▶ **Do this**
Leave out every picture, and output exactly the lines from the line containing "Place a marker on every instance of the church" through the last line of the data.

Coordinate labeling data
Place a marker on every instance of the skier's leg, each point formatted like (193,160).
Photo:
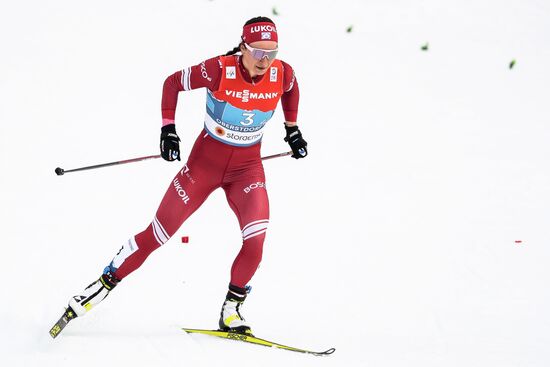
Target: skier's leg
(248,199)
(187,191)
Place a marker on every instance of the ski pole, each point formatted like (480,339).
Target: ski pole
(276,155)
(60,171)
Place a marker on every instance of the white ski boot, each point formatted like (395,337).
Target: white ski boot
(93,294)
(231,318)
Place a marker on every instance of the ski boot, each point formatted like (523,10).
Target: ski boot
(230,317)
(93,294)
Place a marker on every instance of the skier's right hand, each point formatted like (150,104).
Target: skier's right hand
(169,143)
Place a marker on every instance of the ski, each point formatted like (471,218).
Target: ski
(249,338)
(67,316)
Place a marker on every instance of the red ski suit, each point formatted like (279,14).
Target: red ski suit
(226,154)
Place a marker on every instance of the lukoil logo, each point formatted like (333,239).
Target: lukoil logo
(181,192)
(204,73)
(256,185)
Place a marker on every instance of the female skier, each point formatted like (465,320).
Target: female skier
(243,88)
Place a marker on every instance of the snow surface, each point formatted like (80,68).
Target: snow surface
(393,242)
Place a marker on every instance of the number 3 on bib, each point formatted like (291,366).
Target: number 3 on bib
(249,117)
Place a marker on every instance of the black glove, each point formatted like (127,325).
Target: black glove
(169,143)
(296,142)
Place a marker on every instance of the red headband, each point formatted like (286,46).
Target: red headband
(263,31)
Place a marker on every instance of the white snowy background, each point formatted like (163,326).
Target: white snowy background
(394,241)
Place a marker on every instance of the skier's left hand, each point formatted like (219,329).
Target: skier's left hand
(296,142)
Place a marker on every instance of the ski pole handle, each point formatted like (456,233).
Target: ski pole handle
(276,155)
(60,171)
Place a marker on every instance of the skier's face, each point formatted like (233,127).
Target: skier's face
(258,56)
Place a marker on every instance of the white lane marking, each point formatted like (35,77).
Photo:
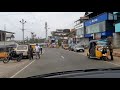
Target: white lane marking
(113,63)
(62,57)
(22,69)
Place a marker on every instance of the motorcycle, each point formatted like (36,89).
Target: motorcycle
(13,56)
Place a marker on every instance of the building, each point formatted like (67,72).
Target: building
(7,38)
(61,34)
(100,26)
(80,30)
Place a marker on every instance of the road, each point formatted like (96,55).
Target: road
(55,60)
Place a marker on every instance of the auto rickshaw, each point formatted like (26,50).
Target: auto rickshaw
(4,52)
(98,49)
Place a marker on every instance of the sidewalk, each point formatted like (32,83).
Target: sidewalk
(116,52)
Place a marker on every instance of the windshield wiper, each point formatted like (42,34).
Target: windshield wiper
(73,71)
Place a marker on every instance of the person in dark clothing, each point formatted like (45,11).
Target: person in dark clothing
(30,52)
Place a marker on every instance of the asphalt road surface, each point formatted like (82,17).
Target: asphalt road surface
(56,60)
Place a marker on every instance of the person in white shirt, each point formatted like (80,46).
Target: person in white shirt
(37,50)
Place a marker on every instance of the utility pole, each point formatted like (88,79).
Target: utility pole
(23,22)
(4,34)
(46,29)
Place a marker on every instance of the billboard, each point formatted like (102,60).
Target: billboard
(117,27)
(96,19)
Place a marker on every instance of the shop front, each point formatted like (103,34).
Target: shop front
(116,38)
(99,27)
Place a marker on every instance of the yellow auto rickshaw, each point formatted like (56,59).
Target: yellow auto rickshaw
(98,49)
(4,52)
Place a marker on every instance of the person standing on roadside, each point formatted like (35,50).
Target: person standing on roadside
(41,49)
(30,52)
(37,50)
(110,49)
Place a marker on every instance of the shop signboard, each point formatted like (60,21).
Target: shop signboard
(117,27)
(98,36)
(97,19)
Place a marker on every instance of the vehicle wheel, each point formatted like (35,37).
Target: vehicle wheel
(6,60)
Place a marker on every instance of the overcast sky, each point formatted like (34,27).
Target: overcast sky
(36,22)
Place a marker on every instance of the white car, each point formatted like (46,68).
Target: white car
(78,48)
(22,49)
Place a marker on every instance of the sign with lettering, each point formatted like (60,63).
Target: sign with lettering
(96,19)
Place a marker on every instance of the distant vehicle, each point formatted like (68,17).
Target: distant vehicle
(22,49)
(78,48)
(66,46)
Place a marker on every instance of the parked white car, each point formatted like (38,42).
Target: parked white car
(22,49)
(78,48)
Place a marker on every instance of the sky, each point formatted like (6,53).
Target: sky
(35,22)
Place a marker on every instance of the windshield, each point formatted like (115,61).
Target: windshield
(49,42)
(22,48)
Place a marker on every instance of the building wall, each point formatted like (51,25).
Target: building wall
(84,41)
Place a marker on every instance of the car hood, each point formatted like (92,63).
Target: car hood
(72,72)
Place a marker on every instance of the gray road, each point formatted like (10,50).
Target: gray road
(55,60)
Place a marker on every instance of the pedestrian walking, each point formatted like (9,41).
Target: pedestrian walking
(30,52)
(41,49)
(37,50)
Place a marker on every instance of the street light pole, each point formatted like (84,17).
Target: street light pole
(23,22)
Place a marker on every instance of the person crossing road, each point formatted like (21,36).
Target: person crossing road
(37,50)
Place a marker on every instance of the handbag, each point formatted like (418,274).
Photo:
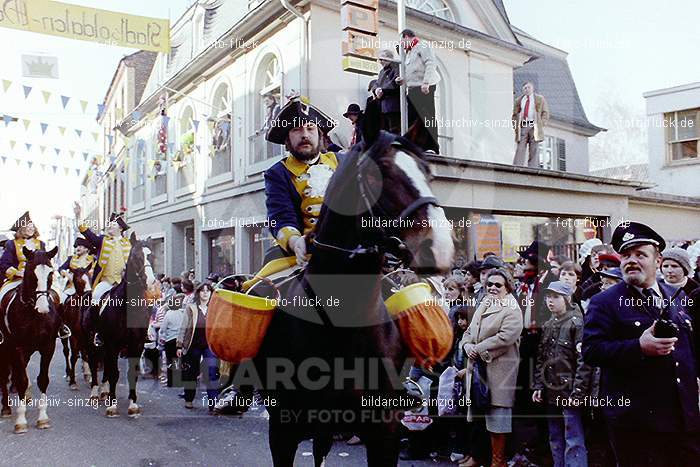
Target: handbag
(479,392)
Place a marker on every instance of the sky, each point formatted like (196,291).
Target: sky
(85,71)
(618,50)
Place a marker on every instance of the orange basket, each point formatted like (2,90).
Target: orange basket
(424,325)
(237,323)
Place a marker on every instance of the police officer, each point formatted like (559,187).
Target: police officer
(649,381)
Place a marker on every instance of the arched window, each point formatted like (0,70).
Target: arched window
(184,157)
(268,99)
(433,7)
(222,130)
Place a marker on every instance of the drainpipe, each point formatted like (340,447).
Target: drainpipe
(304,71)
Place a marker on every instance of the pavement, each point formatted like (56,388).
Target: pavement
(165,434)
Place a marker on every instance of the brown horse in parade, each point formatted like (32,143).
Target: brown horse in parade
(71,313)
(333,345)
(29,321)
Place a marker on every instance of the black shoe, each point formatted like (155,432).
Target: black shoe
(64,332)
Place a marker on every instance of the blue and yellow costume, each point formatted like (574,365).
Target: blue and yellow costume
(294,189)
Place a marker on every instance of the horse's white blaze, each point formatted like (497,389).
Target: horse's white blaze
(150,277)
(440,228)
(42,408)
(42,278)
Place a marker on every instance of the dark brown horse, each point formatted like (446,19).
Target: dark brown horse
(123,324)
(74,346)
(30,324)
(333,345)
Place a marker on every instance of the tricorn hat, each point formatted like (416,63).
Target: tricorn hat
(295,113)
(634,233)
(119,219)
(23,220)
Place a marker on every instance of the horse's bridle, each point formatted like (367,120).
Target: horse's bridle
(402,218)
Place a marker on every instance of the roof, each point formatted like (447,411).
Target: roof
(142,61)
(634,172)
(552,78)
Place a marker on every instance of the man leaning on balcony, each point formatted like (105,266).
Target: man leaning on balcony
(530,116)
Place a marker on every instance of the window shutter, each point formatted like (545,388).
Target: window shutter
(561,154)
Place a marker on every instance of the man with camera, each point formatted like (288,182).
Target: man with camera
(640,335)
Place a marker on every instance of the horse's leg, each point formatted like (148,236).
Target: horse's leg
(4,374)
(382,443)
(20,381)
(283,444)
(73,362)
(42,381)
(134,361)
(111,374)
(322,446)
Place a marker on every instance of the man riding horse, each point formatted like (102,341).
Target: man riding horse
(13,260)
(295,186)
(112,255)
(82,259)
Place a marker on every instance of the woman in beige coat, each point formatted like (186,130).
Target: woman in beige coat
(494,336)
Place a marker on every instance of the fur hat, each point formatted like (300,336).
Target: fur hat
(680,256)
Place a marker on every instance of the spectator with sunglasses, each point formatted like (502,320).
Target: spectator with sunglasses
(493,336)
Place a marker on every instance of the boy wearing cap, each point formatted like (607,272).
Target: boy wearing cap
(650,378)
(562,379)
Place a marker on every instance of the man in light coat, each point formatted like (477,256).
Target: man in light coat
(530,116)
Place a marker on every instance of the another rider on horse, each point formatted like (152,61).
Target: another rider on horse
(13,261)
(112,254)
(296,185)
(82,259)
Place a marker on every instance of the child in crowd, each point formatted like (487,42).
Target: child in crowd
(562,379)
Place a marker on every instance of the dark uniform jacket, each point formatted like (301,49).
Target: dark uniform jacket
(660,393)
(560,371)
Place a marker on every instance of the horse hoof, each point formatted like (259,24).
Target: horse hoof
(21,428)
(43,424)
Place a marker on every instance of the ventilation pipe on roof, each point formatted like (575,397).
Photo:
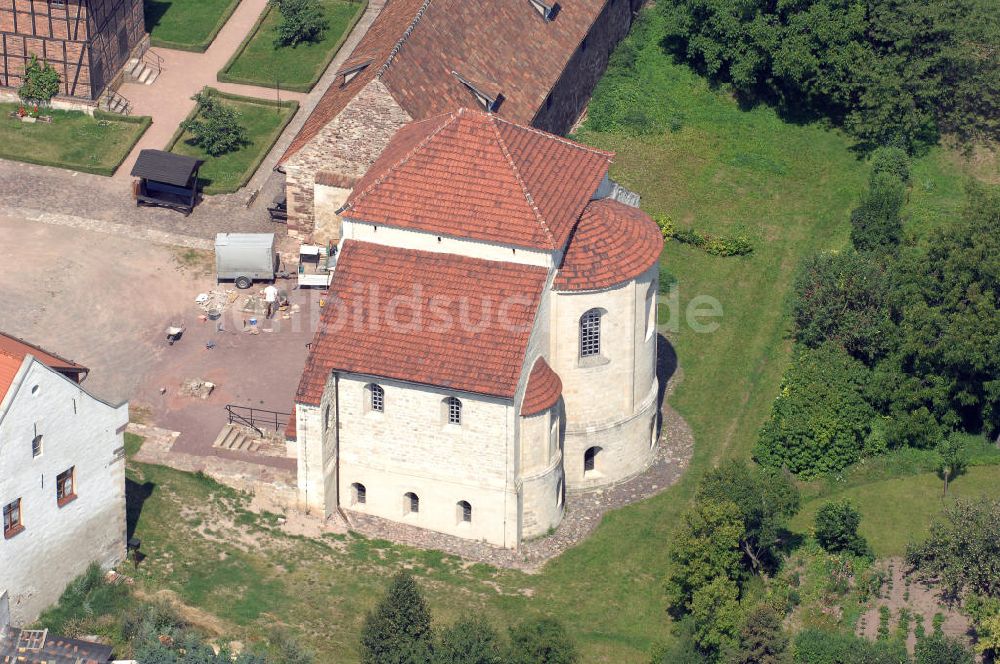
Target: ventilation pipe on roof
(548,12)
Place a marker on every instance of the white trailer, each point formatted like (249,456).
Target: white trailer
(245,258)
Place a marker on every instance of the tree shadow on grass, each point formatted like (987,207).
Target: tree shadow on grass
(136,495)
(154,11)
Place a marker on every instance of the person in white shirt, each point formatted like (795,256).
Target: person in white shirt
(271,298)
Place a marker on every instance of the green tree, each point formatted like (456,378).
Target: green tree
(844,297)
(820,418)
(962,552)
(876,224)
(766,498)
(940,649)
(469,641)
(705,546)
(540,641)
(302,21)
(762,640)
(948,303)
(216,128)
(837,528)
(398,630)
(813,646)
(954,457)
(715,610)
(41,82)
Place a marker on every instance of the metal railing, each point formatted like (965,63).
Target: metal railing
(257,418)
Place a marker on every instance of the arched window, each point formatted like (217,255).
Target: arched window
(359,494)
(453,410)
(590,333)
(590,459)
(411,502)
(377,398)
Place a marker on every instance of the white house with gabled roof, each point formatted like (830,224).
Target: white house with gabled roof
(62,479)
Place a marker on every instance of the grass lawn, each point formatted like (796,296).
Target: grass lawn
(258,62)
(898,511)
(73,140)
(188,25)
(264,122)
(790,187)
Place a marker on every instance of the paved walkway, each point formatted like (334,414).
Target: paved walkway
(168,99)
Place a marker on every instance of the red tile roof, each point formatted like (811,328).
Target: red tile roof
(417,46)
(543,391)
(9,366)
(613,243)
(474,175)
(377,45)
(470,332)
(12,352)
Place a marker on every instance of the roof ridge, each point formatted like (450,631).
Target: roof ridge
(560,139)
(405,158)
(399,42)
(520,181)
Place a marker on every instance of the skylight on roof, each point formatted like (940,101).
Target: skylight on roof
(490,100)
(351,69)
(548,12)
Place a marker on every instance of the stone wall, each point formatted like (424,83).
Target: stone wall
(570,95)
(58,543)
(347,147)
(610,398)
(410,447)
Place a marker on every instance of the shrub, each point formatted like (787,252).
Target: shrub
(41,82)
(540,641)
(837,529)
(891,160)
(716,245)
(940,649)
(813,646)
(302,21)
(216,128)
(875,223)
(820,418)
(843,297)
(399,628)
(666,224)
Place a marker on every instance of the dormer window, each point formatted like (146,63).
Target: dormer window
(548,11)
(352,68)
(488,96)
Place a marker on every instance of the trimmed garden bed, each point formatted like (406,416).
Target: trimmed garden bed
(264,121)
(72,140)
(186,25)
(258,62)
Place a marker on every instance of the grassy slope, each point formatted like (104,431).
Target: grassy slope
(298,67)
(226,173)
(185,23)
(73,140)
(791,187)
(898,511)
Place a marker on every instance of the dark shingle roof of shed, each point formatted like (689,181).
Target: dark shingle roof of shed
(165,167)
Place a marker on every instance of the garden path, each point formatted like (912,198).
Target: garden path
(183,73)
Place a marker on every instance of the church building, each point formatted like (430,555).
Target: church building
(489,338)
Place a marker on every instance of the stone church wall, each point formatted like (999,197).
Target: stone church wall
(410,448)
(345,147)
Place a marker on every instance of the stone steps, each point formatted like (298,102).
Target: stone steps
(235,438)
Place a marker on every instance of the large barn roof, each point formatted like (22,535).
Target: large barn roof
(437,55)
(474,175)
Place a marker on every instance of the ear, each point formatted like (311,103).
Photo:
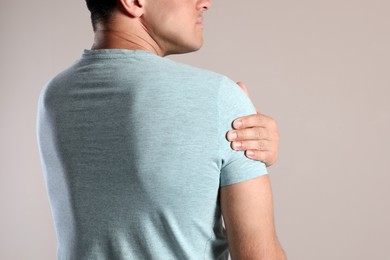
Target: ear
(134,8)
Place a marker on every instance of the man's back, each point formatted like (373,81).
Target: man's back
(134,152)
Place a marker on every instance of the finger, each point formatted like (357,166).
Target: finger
(267,157)
(254,133)
(263,145)
(254,120)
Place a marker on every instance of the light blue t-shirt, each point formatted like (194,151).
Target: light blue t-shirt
(133,148)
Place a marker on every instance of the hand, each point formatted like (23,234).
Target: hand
(258,134)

▶ **Result for this exercise**
Place a marker on every instance of the church building, each point formatted like (430,555).
Target: church building
(489,338)
Place a marker on every instance of the stone church wall, each point formatted like (999,197).
Target: stone church wall
(410,448)
(345,147)
Place a marker on every instance of the stone steps, each point formatted like (298,102).
Target: stone steps
(235,438)
Place a marker on every instance of the large barn roof, each point formatted like (22,535).
Target: large barn roof
(437,55)
(474,175)
Place a marker on every instance of the ear, each point formatted like (311,103).
Photo:
Target: ear
(134,8)
Place a marker on every instance of the man's back, each point formatted like (373,81).
Target: man's back
(134,152)
Place a marker on every instance of the finger, each point formatted like (357,166).
Target: finger
(267,157)
(254,133)
(263,145)
(254,120)
Place a marker on every instance of the light blue t-shirt, each point formatted like (194,151).
Target: light blue t-shirt
(133,148)
Place a marker on every instance of the hand, each point formatted like (23,234).
Target: hand
(258,134)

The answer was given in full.